Raw records:
==*==
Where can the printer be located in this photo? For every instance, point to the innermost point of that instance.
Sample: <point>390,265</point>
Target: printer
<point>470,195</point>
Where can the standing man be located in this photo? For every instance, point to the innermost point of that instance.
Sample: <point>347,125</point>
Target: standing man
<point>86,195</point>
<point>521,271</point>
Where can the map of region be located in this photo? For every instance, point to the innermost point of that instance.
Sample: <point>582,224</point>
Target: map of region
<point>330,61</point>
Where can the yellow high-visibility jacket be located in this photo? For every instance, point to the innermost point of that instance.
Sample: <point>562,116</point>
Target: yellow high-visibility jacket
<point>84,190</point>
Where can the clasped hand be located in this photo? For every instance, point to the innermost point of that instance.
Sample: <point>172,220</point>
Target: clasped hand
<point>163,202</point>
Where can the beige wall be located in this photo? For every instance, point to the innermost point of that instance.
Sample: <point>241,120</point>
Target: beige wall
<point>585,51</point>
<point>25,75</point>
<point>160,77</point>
==*==
-- Aim of the exercise --
Write out every line of the items above, copying each one word for word.

-- Expected answer --
Where can the printer be located in this photo? For every instance, point to the innermost point of that instance.
Sample: <point>390,265</point>
Target: printer
<point>470,195</point>
Where can the standing man be located in this photo? For every instance, point to the innermost point of that instance.
Sample: <point>347,125</point>
Target: standing man
<point>86,195</point>
<point>521,271</point>
Where can the map of region be located in this photo? For every instance, point to the innermost point of that instance.
Sample: <point>582,224</point>
Target: map of region
<point>330,61</point>
Where can the yellow high-visibility jacket be located in this photo? For every instance, point to the innermost point of that instance.
Sample: <point>562,116</point>
Target: yellow high-visibility jacket
<point>84,190</point>
Where can the clasped hand be located in this photo? For every instance, point to the innermost point of that instance.
Sample: <point>172,220</point>
Target: clasped hand
<point>163,202</point>
Where can the beige wall be located in this photo? For every instance, point to the innermost point of that instance.
Sample: <point>241,120</point>
Target: beige wall
<point>585,51</point>
<point>25,75</point>
<point>160,77</point>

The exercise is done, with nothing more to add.